■ Point-based annotation data:
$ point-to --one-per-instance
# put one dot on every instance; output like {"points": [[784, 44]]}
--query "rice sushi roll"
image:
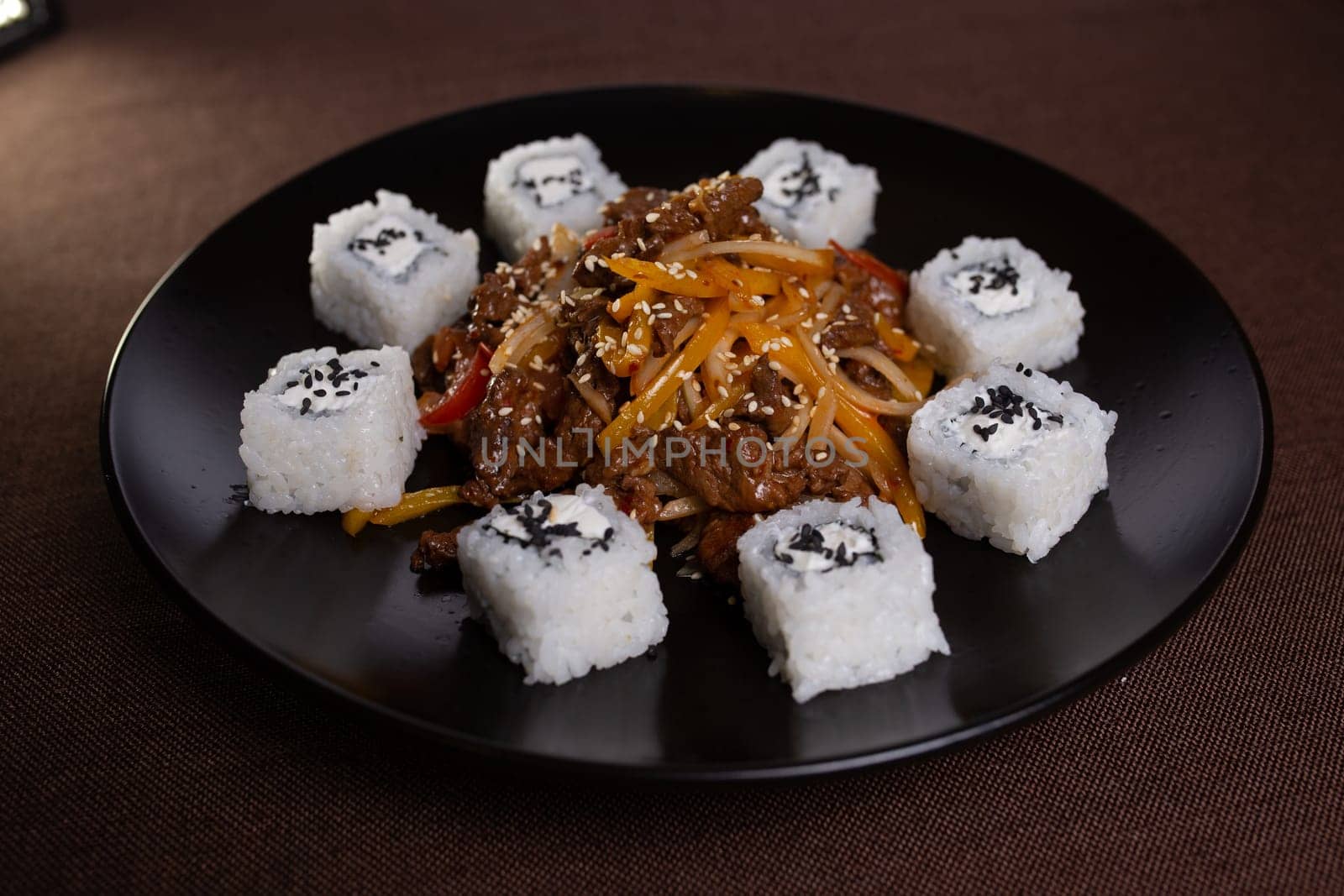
{"points": [[535, 186], [386, 273], [564, 584], [813, 195], [331, 432], [991, 298], [1010, 456], [839, 594]]}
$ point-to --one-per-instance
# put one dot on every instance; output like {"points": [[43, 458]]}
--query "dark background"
{"points": [[138, 752]]}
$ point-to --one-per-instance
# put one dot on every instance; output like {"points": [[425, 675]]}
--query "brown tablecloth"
{"points": [[138, 752]]}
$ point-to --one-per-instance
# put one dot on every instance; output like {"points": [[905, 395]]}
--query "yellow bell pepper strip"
{"points": [[659, 275], [743, 284], [416, 504], [920, 372], [624, 307], [803, 262], [652, 399], [763, 336], [719, 405], [900, 345], [622, 360], [355, 520]]}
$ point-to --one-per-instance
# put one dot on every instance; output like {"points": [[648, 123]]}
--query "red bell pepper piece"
{"points": [[465, 392], [898, 280]]}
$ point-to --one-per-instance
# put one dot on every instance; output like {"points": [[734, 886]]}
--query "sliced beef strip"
{"points": [[632, 238], [437, 551], [665, 329], [495, 437], [837, 479], [727, 211], [635, 203], [504, 289], [768, 391], [718, 547], [736, 470]]}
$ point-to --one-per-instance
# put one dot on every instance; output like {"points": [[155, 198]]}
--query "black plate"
{"points": [[1189, 461]]}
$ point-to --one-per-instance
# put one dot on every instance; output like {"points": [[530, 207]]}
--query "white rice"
{"points": [[568, 609], [813, 195], [354, 295], [1028, 499], [965, 338], [846, 626], [535, 186], [355, 457]]}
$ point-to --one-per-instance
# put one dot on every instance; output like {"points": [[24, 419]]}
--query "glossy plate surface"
{"points": [[1189, 463]]}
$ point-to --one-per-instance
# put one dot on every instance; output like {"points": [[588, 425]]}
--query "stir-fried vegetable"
{"points": [[464, 392], [669, 379], [413, 506]]}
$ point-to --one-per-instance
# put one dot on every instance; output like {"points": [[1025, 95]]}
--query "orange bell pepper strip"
{"points": [[624, 307], [685, 282], [625, 359], [656, 396], [900, 345]]}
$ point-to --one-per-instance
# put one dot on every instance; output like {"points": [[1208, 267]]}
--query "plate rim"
{"points": [[269, 661]]}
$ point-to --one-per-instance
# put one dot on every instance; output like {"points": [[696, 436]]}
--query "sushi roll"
{"points": [[839, 594], [528, 188], [813, 195], [329, 432], [386, 273], [1010, 456], [990, 298], [564, 584]]}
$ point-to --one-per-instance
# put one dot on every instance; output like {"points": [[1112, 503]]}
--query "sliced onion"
{"points": [[523, 338], [595, 399], [679, 508], [678, 249], [647, 372], [759, 248], [851, 391], [823, 417], [694, 402], [885, 365]]}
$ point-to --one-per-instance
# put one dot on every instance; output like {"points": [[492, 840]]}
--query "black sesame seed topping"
{"points": [[811, 540]]}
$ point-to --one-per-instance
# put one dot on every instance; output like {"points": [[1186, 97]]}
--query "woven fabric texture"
{"points": [[138, 752]]}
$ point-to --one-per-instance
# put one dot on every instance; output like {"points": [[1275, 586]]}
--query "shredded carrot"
{"points": [[683, 282], [669, 379]]}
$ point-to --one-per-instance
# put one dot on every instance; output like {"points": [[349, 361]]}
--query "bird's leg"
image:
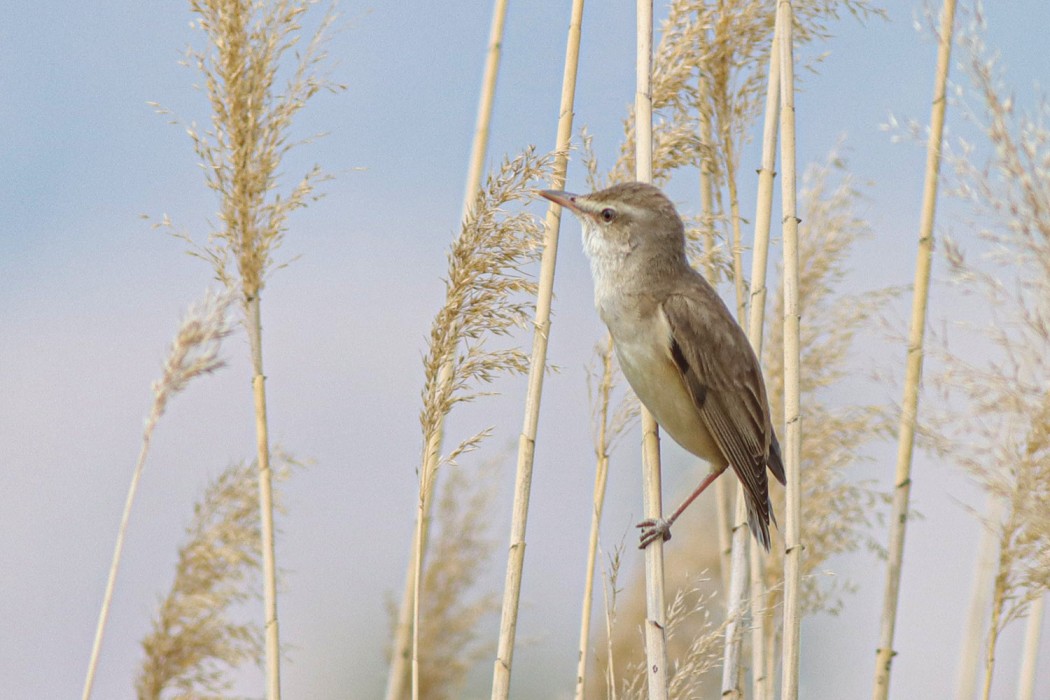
{"points": [[658, 527]]}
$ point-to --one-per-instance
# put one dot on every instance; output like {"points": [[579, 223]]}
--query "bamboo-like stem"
{"points": [[707, 228], [406, 633], [1030, 652], [194, 353], [759, 263], [759, 620], [984, 573], [909, 403], [538, 365], [656, 672], [271, 630], [107, 597], [480, 145], [734, 214], [994, 627], [601, 478], [762, 684], [793, 424], [737, 600], [427, 476]]}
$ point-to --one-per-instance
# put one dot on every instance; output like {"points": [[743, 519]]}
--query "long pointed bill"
{"points": [[567, 199]]}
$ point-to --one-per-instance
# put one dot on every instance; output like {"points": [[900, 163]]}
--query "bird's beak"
{"points": [[567, 199]]}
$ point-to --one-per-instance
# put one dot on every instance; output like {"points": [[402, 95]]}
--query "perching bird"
{"points": [[679, 347]]}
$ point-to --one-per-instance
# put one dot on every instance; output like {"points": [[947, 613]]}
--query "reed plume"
{"points": [[193, 354], [195, 641]]}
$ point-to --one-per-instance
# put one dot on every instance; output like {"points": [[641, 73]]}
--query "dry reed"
{"points": [[397, 672], [487, 295], [248, 44], [538, 365], [194, 641], [609, 421], [655, 621], [998, 424], [902, 480], [193, 354]]}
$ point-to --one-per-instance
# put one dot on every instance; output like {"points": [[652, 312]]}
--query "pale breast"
{"points": [[643, 347]]}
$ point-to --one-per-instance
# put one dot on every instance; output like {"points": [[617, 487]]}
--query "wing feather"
{"points": [[726, 383]]}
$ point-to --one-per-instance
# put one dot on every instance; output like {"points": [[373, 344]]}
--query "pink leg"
{"points": [[653, 528]]}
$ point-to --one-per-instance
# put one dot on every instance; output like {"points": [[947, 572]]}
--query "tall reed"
{"points": [[487, 296], [194, 641], [398, 674], [998, 420], [792, 319], [193, 354], [249, 45], [538, 365], [909, 403]]}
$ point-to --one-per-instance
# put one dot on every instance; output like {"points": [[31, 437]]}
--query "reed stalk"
{"points": [[739, 566], [656, 671], [194, 353], [604, 433], [973, 630], [405, 634], [242, 154], [480, 144], [538, 365], [1030, 651], [909, 402], [793, 425]]}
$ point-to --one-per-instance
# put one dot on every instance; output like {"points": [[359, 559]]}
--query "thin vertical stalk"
{"points": [[271, 631], [760, 619], [114, 567], [601, 478], [707, 228], [656, 672], [1030, 653], [759, 263], [793, 424], [480, 145], [427, 475], [406, 634], [734, 214], [909, 403], [984, 574], [737, 601], [538, 365]]}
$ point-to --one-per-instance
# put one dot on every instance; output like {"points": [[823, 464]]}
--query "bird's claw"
{"points": [[653, 528]]}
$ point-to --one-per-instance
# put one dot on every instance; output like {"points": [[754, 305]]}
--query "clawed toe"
{"points": [[652, 529]]}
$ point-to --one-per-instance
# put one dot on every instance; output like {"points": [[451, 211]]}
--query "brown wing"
{"points": [[723, 379]]}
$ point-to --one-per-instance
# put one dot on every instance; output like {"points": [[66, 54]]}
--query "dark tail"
{"points": [[758, 524]]}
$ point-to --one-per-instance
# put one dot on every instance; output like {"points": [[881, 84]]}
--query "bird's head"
{"points": [[624, 218]]}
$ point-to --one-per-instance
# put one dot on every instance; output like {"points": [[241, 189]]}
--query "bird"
{"points": [[680, 349]]}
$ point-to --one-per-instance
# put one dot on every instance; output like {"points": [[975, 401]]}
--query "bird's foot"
{"points": [[652, 529]]}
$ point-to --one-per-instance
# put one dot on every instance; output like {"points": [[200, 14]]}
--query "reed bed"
{"points": [[683, 624]]}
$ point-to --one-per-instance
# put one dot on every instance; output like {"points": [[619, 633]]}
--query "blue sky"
{"points": [[90, 296]]}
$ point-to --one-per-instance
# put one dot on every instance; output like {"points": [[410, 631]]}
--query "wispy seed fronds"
{"points": [[837, 509], [194, 352], [195, 642]]}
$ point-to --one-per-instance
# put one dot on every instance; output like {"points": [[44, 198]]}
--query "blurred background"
{"points": [[90, 296]]}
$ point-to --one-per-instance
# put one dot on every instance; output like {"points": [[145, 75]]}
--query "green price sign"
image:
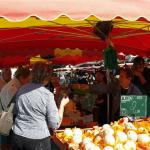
{"points": [[132, 105]]}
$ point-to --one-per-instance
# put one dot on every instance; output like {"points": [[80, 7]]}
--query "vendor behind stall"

■ Short task:
Copy every entry word for word, but omit the pictures.

■ Result of the task:
$ point-to --one-per-instance
# put one dot on every instance; output like {"points": [[784, 44]]}
--query "rice sushi roll"
image:
{"points": [[535, 186], [386, 273], [564, 584], [813, 195], [331, 432], [991, 298], [1010, 456], [839, 594]]}
$ point-to --one-per-instance
# put one dot on every instance; output like {"points": [[43, 458]]}
--query "dark background"
{"points": [[138, 752]]}
$ point-to --one-per-instance
# put one dot on every instance; output like {"points": [[425, 675]]}
--query "brown tablecloth"
{"points": [[138, 752]]}
$ point-to --one-per-instance
# put one dot on every instance; output like {"points": [[905, 395]]}
--query "yellow bell pepper strip"
{"points": [[659, 275], [743, 284], [416, 504], [920, 372], [624, 307], [803, 262], [652, 399], [763, 336], [719, 405], [900, 345], [622, 360], [355, 520]]}
$ point-to --one-per-instance
# put one dot on every instance; output like {"points": [[648, 123]]}
--query "red bell pepper piece"
{"points": [[465, 392], [898, 280]]}
$ point-to --one-per-instance
# put one dot on every instance; output like {"points": [[734, 886]]}
--query "sliced beef strip"
{"points": [[632, 238], [437, 551], [665, 329], [495, 437], [837, 479], [727, 211], [635, 203], [504, 289], [768, 391], [718, 547], [736, 470]]}
$ point-to --one-per-instance
# put one dot on every instance; output like {"points": [[155, 198]]}
--query "black plate"
{"points": [[1189, 461]]}
$ point-to --one-per-instance
# put one dot on every instance; output like {"points": [[530, 207]]}
--query "white rice"
{"points": [[568, 609], [813, 195], [354, 295], [1028, 499], [965, 338], [846, 626], [535, 186], [355, 457]]}
$ point-to --one-per-instance
# put one dot on every instance; output like {"points": [[24, 419]]}
--query "glossy plate surface"
{"points": [[1189, 463]]}
$ point-to --one-per-instance
# put one dot on every instance; output like {"points": [[588, 425]]}
--query "stir-fried vegetable"
{"points": [[464, 392], [669, 379], [413, 506]]}
$ point-to --one-per-instance
# put one dot on every instance; output like {"points": [[1025, 95]]}
--query "orange bell pepper strip"
{"points": [[624, 307], [685, 282], [625, 359], [656, 396], [900, 345]]}
$ point-to --one-per-instance
# put one dot on every instance; output like {"points": [[1208, 267]]}
--query "plate rim"
{"points": [[269, 661]]}
$ point-to --one-per-instance
# put one dot on every instance; output like {"points": [[696, 436]]}
--query "sushi roll"
{"points": [[839, 594], [528, 188], [813, 195], [329, 432], [386, 273], [1010, 456], [990, 298], [564, 584]]}
$ point-to --one-per-instance
# put one dot on every instance; output like {"points": [[1112, 503]]}
--query "sliced onion"
{"points": [[523, 338], [595, 399], [679, 508], [678, 249], [647, 372], [759, 248], [851, 391], [823, 417], [694, 402], [885, 365]]}
$ point-to --one-per-instance
# put one dot on every instance; output like {"points": [[492, 840]]}
--query "black sesame seed topping"
{"points": [[811, 540]]}
$ point-to --one-per-instance
# put one dot on every instance; output like {"points": [[1186, 97]]}
--query "woven fabric texture"
{"points": [[138, 752]]}
$ point-to --one-per-instance
# put one dot on every instance; output like {"points": [[1275, 586]]}
--query "shredded carrot"
{"points": [[683, 282], [669, 379]]}
$ point-to --one-per-instance
# put one dot on every instance; output like {"points": [[349, 361]]}
--query "bird's leg"
image:
{"points": [[658, 527]]}
$ point-to --one-per-instance
# put one dot on every instance; output like {"points": [[579, 223]]}
--query "bamboo-like stem"
{"points": [[707, 228], [406, 633], [1030, 652], [194, 353], [759, 263], [759, 620], [984, 573], [909, 403], [538, 365], [656, 672], [271, 630], [107, 597], [480, 145], [734, 214], [994, 627], [601, 478], [762, 684], [793, 424], [737, 600], [427, 476]]}
$ point-to --one-per-instance
# put one dot on every instance; output like {"points": [[743, 519]]}
--query "long pointed bill"
{"points": [[567, 199]]}
$ point-to --one-per-instance
# put one dot on every instance; output like {"points": [[900, 163]]}
--query "bird's beak"
{"points": [[567, 199]]}
$ point-to --one-per-instance
# put one dot on every instance; output like {"points": [[402, 95]]}
--query "perching bird"
{"points": [[679, 347]]}
$ point-to --one-per-instance
# put one dot on every instance; output like {"points": [[947, 613]]}
--query "reed plume"
{"points": [[193, 354], [195, 641]]}
$ point-to --one-per-instance
# put one dot on every instance; output like {"points": [[641, 73]]}
--query "dry reed"
{"points": [[397, 672], [487, 295], [248, 44], [538, 365], [194, 641], [609, 421], [655, 621], [998, 424], [902, 480], [193, 354]]}
$ point-to --one-per-instance
# put one dot on every instance; output like {"points": [[652, 312]]}
--query "pale breast"
{"points": [[643, 347]]}
$ point-to --one-per-instance
# put one dot on every instance; output like {"points": [[617, 487]]}
--query "wing feather"
{"points": [[726, 383]]}
$ point-to --one-per-instance
# put one dot on every instance; output like {"points": [[373, 344]]}
--query "pink leg"
{"points": [[653, 528]]}
$ point-to --one-per-instance
# put one dot on every instance; output like {"points": [[947, 572]]}
--query "tall reed"
{"points": [[487, 296], [194, 641], [398, 674], [998, 420], [792, 319], [193, 354], [249, 45], [538, 365], [909, 403]]}
$ point-to --one-per-instance
# put one dot on every instance; output like {"points": [[31, 437]]}
--query "reed stalk"
{"points": [[739, 566], [656, 671], [194, 353], [604, 433], [973, 630], [405, 634], [242, 154], [480, 144], [538, 365], [1030, 651], [909, 402], [793, 425]]}
$ point-to --one-per-instance
# put one dot on every instance; output like {"points": [[359, 559]]}
--query "thin vertical stalk"
{"points": [[271, 631], [760, 619], [114, 567], [601, 478], [707, 228], [656, 672], [1030, 653], [759, 263], [793, 424], [480, 145], [427, 475], [406, 634], [734, 214], [909, 403], [984, 574], [737, 601], [538, 365]]}
$ point-to --one-per-instance
# put one dot on every instance; output like {"points": [[823, 464]]}
--query "bird's claw"
{"points": [[653, 528]]}
$ point-to --one-per-instance
# put one dot on every instance; output like {"points": [[754, 305]]}
--query "clawed toe"
{"points": [[652, 529]]}
$ point-to --one-per-instance
# put one dot on every instance; output like {"points": [[451, 211]]}
--query "brown wing"
{"points": [[723, 379]]}
$ point-to --one-per-instance
# put one dot on every instance; output like {"points": [[66, 54]]}
--query "dark tail"
{"points": [[758, 524]]}
$ point-to --one-per-instance
# put one dot on every instance; output like {"points": [[881, 84]]}
--query "bird's head"
{"points": [[624, 218]]}
$ point-to --one-per-instance
# put one dot on every instance; output like {"points": [[241, 189]]}
--query "bird"
{"points": [[680, 349]]}
$ point-to --one-per-instance
# put one dot on every instance; output like {"points": [[975, 401]]}
--query "bird's foot"
{"points": [[652, 529]]}
$ point-to --one-per-instance
# put one dot on every instance; output like {"points": [[200, 14]]}
--query "reed bed"
{"points": [[683, 624]]}
$ point-to --one-per-instance
# put one dot on every instance; output like {"points": [[619, 633]]}
--query "blue sky"
{"points": [[90, 296]]}
$ point-to --one-per-instance
# put one dot on every instance; output like {"points": [[410, 631]]}
--query "wispy seed fronds"
{"points": [[837, 509], [194, 352], [195, 642]]}
$ point-to --one-per-instance
# put one dot on every instance; output like {"points": [[44, 198]]}
--query "blurred background"
{"points": [[90, 296]]}
$ point-to --one-per-instance
# put one dot on every instance; output like {"points": [[145, 75]]}
--query "green price sign"
image:
{"points": [[132, 105]]}
$ point-to --one-per-instance
# put one dot on every instance; output like {"points": [[80, 7]]}
--query "vendor behind stall"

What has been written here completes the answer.